--- START SELECTED EXTRACT ---

Yes, he had a short NBA career, but you can't forget that he was a pro in Europe since 15 and a legend outside of the NBA. He had accomplished everything and the only thing left was the NBA.
He should be in the Hall of Fame for bringing so much to the game. You look at the young Euros today and they were influence a great deal by Drazen.

"It was a thrill to play against Drazen. Every time we competed, he competed with an aggressive attitude. He came at me as hard as I came at him. So, we've had some great battles in the past and unfortunately, they were short battles."

Michael Jordan


----------



## untitled (Jun 22, 2002)

I really appreciate this thread in general. It brings questions to your mind, what if!?

I am fortunate enough to have some knowledge of Drazen. I am a slavic person from Europe not too far from where Drazen played. He was a fan favorite and when you heard people talk about basketball, his name was mentioned numerous times.

I remember him running to the three point line, faking a shot and taking the three. He possessed deadly shooting talents. Even though I was younger when he was still playing the game, I remember, though, he was one of the best.

--- END SELECTED EXTRACT ---

REQUIRED TASKS
a – Pick out every line of the rows that contains the string "purple", treating uppercase and lowercase as different.
b – Continue the forum thread about Drazen from its last sentence.
The rows after this point have nothing to do with the forum thread about Drazen.

--- START SUPPLIED DATA ---

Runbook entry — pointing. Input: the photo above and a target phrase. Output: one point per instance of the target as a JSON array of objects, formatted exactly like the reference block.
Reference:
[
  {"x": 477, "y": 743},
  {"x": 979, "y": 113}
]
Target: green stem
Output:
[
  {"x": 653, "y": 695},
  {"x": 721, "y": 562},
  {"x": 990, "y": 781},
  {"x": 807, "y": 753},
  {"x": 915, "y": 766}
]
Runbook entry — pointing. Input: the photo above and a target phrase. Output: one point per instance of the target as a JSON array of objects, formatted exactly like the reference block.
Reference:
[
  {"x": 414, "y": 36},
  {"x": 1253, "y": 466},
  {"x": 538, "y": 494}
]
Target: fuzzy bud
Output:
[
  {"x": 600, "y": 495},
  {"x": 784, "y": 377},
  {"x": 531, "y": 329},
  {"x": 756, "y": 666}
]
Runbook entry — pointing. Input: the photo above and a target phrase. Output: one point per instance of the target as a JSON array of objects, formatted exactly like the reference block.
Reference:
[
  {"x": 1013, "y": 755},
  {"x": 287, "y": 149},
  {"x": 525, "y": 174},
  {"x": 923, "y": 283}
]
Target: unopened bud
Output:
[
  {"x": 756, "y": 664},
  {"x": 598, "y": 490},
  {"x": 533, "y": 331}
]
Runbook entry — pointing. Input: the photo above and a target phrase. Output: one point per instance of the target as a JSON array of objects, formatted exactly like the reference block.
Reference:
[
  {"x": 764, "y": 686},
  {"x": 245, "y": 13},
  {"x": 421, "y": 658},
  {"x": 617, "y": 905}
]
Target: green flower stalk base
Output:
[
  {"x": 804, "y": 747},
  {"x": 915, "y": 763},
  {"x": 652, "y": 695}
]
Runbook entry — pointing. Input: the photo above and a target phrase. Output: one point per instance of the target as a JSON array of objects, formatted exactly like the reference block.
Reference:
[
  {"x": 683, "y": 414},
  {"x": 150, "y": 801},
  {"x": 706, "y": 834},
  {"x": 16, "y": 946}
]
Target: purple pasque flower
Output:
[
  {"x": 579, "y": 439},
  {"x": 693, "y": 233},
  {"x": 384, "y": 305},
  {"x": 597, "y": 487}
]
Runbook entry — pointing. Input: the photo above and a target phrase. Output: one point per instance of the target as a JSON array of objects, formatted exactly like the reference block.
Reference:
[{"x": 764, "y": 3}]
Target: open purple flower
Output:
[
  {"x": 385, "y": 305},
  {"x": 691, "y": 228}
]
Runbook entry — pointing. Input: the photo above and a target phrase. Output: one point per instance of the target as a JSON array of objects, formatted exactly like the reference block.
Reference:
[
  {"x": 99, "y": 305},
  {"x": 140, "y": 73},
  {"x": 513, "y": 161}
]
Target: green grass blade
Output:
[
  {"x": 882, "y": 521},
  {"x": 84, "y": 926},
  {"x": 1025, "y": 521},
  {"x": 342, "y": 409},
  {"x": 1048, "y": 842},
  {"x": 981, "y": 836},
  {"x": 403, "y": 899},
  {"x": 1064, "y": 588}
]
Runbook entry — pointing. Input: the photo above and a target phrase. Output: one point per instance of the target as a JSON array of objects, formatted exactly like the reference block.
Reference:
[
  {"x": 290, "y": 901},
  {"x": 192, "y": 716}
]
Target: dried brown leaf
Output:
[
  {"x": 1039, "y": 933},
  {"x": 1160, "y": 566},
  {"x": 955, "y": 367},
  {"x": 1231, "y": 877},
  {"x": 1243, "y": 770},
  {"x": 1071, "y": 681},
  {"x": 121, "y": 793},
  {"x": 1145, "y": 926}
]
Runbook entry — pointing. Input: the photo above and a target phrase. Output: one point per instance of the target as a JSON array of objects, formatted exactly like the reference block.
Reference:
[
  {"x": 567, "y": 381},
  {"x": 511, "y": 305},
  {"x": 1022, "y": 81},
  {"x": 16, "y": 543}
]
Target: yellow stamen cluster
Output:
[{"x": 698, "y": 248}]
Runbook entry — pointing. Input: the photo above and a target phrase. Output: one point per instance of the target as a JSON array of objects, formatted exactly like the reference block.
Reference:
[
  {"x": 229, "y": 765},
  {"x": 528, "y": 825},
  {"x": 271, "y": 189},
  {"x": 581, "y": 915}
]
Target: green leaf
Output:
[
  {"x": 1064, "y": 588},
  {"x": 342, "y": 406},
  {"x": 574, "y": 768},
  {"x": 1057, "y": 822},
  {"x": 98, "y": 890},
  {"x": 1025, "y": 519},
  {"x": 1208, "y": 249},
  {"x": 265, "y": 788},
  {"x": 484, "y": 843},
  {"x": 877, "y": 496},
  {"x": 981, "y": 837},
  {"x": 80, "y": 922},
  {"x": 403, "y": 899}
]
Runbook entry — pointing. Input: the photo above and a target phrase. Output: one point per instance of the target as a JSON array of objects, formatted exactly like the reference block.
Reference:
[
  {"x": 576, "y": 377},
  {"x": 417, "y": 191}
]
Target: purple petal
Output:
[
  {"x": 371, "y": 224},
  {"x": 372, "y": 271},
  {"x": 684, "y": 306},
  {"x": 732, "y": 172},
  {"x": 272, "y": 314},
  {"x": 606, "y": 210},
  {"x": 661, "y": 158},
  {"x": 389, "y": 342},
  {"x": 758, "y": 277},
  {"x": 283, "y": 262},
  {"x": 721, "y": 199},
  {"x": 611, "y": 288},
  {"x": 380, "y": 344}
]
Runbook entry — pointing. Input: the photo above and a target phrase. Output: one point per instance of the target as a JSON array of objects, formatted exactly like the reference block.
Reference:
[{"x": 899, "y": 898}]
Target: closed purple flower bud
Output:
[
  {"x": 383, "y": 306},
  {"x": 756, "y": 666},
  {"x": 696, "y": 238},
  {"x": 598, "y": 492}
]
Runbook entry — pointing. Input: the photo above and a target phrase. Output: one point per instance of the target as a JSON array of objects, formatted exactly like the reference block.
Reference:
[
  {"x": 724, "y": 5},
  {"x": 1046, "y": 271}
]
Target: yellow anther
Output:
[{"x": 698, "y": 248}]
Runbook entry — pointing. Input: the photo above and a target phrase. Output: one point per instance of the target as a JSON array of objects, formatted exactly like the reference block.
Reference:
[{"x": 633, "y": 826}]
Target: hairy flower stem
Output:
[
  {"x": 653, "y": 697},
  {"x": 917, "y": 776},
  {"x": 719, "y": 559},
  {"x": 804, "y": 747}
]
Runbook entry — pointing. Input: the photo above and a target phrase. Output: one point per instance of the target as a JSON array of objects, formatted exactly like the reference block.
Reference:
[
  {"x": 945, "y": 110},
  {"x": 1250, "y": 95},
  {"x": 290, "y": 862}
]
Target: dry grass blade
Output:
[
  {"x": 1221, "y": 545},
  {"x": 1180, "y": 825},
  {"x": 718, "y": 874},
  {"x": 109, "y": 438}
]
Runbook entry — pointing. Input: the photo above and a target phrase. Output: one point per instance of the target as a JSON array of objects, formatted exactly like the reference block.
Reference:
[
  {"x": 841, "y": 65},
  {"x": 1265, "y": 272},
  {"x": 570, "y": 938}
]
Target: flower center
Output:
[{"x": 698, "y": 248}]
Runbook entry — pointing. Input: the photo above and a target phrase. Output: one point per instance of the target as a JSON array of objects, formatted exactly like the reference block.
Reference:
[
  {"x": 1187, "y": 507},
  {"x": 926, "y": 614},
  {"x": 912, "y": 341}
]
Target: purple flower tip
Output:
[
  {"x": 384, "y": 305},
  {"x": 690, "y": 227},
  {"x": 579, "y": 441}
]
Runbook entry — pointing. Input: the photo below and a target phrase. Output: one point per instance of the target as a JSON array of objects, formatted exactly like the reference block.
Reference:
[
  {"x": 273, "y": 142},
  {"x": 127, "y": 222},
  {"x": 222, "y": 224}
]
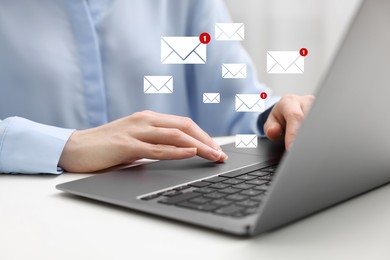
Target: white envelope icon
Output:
[
  {"x": 158, "y": 84},
  {"x": 229, "y": 31},
  {"x": 246, "y": 141},
  {"x": 285, "y": 62},
  {"x": 249, "y": 103},
  {"x": 233, "y": 71},
  {"x": 212, "y": 98},
  {"x": 182, "y": 50}
]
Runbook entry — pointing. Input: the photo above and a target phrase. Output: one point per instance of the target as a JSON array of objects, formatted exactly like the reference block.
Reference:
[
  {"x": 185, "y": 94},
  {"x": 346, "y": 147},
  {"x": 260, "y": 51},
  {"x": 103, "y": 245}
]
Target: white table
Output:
[{"x": 40, "y": 222}]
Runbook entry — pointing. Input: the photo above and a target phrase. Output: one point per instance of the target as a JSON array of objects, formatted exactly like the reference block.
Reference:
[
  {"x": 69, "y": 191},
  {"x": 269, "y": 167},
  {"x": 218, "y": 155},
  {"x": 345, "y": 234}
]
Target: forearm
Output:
[{"x": 28, "y": 147}]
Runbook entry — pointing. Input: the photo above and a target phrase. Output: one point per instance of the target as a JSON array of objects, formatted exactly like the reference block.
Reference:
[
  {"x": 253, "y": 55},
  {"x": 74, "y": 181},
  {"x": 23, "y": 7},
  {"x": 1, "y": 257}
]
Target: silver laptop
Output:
[{"x": 341, "y": 151}]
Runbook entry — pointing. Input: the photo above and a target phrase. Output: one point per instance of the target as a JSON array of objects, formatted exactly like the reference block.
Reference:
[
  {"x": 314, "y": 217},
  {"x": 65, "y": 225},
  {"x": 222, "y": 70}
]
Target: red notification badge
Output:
[
  {"x": 263, "y": 95},
  {"x": 204, "y": 38},
  {"x": 303, "y": 52}
]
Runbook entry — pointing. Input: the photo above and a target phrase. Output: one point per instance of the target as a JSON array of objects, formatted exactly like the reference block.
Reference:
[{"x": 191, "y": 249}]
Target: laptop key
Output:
[
  {"x": 258, "y": 197},
  {"x": 251, "y": 192},
  {"x": 267, "y": 178},
  {"x": 199, "y": 184},
  {"x": 204, "y": 190},
  {"x": 246, "y": 177},
  {"x": 179, "y": 198},
  {"x": 243, "y": 186},
  {"x": 259, "y": 173},
  {"x": 236, "y": 197},
  {"x": 229, "y": 190},
  {"x": 214, "y": 195},
  {"x": 261, "y": 187},
  {"x": 203, "y": 207},
  {"x": 215, "y": 179},
  {"x": 171, "y": 193},
  {"x": 248, "y": 203},
  {"x": 219, "y": 185},
  {"x": 150, "y": 197},
  {"x": 199, "y": 200},
  {"x": 233, "y": 181},
  {"x": 232, "y": 174},
  {"x": 182, "y": 188},
  {"x": 257, "y": 182},
  {"x": 228, "y": 210},
  {"x": 222, "y": 202},
  {"x": 249, "y": 211}
]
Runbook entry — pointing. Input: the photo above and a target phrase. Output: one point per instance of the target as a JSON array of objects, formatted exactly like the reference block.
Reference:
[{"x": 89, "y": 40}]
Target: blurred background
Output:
[{"x": 288, "y": 25}]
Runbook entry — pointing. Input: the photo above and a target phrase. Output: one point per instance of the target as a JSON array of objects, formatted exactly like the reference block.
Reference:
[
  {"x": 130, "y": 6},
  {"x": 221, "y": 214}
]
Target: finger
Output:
[
  {"x": 164, "y": 152},
  {"x": 175, "y": 137},
  {"x": 306, "y": 104},
  {"x": 294, "y": 117},
  {"x": 273, "y": 128},
  {"x": 184, "y": 124}
]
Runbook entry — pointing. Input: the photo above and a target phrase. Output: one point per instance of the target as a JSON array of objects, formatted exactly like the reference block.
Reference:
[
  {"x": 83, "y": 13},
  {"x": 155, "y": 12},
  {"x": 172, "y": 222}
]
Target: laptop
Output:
[{"x": 342, "y": 150}]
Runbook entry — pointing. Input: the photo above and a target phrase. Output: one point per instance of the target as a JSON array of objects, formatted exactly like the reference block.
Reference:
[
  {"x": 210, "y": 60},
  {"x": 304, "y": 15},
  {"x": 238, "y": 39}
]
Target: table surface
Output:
[{"x": 40, "y": 222}]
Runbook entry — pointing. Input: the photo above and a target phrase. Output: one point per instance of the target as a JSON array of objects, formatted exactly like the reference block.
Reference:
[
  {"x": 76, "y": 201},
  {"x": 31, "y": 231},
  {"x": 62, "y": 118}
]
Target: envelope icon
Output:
[
  {"x": 158, "y": 84},
  {"x": 249, "y": 103},
  {"x": 229, "y": 31},
  {"x": 246, "y": 141},
  {"x": 212, "y": 98},
  {"x": 285, "y": 62},
  {"x": 182, "y": 50},
  {"x": 233, "y": 71}
]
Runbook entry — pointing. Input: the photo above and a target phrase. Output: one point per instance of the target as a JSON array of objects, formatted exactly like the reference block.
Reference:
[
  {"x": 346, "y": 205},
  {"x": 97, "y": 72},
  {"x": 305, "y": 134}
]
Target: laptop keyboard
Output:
[{"x": 233, "y": 194}]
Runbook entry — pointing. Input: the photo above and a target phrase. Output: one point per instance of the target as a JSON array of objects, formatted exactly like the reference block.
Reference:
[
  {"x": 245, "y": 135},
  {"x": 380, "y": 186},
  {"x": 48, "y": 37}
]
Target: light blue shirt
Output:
[{"x": 77, "y": 64}]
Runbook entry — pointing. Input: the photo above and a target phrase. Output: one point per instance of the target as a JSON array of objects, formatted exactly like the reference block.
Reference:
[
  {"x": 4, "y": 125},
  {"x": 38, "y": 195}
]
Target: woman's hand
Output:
[
  {"x": 144, "y": 134},
  {"x": 286, "y": 117}
]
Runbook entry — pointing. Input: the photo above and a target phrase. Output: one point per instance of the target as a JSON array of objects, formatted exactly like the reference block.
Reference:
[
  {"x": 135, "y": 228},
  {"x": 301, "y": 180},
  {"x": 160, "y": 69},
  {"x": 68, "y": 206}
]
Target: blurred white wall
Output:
[{"x": 278, "y": 25}]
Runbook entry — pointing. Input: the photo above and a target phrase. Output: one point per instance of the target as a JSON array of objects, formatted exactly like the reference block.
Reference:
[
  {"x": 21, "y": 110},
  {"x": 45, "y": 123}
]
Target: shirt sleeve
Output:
[
  {"x": 223, "y": 119},
  {"x": 29, "y": 147}
]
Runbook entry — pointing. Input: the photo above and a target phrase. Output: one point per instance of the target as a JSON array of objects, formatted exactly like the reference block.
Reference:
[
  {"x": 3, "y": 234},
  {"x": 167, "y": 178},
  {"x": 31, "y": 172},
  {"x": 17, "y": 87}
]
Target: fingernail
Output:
[
  {"x": 216, "y": 154},
  {"x": 224, "y": 156},
  {"x": 216, "y": 146}
]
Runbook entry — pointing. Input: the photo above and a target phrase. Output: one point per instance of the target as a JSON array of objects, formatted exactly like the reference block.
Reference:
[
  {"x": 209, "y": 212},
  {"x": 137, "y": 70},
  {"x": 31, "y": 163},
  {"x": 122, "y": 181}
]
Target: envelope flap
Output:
[
  {"x": 247, "y": 139},
  {"x": 158, "y": 81},
  {"x": 234, "y": 68},
  {"x": 250, "y": 100},
  {"x": 211, "y": 96},
  {"x": 183, "y": 46},
  {"x": 229, "y": 28},
  {"x": 285, "y": 58}
]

--- END SUPPLIED DATA ---

OUTPUTS BY TASK
a –
Target: purple pasque flower
Target: open purple flower
Target: purple petal
Target: closed purple flower bud
Target: purple flower tip

b –
A little tidbit, When he died I was situated in Zagreb, Croatia. There is a 6 hour differential so many people found out the next morning that he was pronounced dead. The people that I saw in pure disbelief shocked me at how much of an impact he had. Women, children, and even men had tears in their eyes. I will never forget this event.


----------



## starvydas (Jul 16, 2002)

*Just an anecdote on him*

I remember an anecdote on him that shows how great a shooter he was: during his youth when he was playing in Yugoslavia (now Croatia), his coach wanted to know how many attempts it would take him to make 100 three pointers.

It took him 104... Ridiculous


----------



## BizzyRipsta (May 25, 2002)

*Re: One of the Best pure shooters*



> Originally posted by <b>benfica</b>!
> 
> He should be in the Hall of Fame for bringing so much to the game.


he was named into the hall of fame this year.

i am amazed to see so many people respond to this thread. i was about 11 years old when petrovic died, so i was lucky enough to see him play. like i said above, he was the original reason why i became a nets fan.


----------



## Mem-fizz (Jun 29, 2002)

*Re: Drazen Petrovic*



> Originally posted by <b>NBA4life</b>!
> I always thought of Drazen(along with Sarunas Marcialonas-sp?) as pioneers of the European influence in the league today. Even before Kukoc and a little later with Nowitzki/Stojakovich,etc ....It was Drazen Petrovich who proved that European players could excel in the big show. Drazen showed that he had good skills and was a very good shooter.


Completely agree.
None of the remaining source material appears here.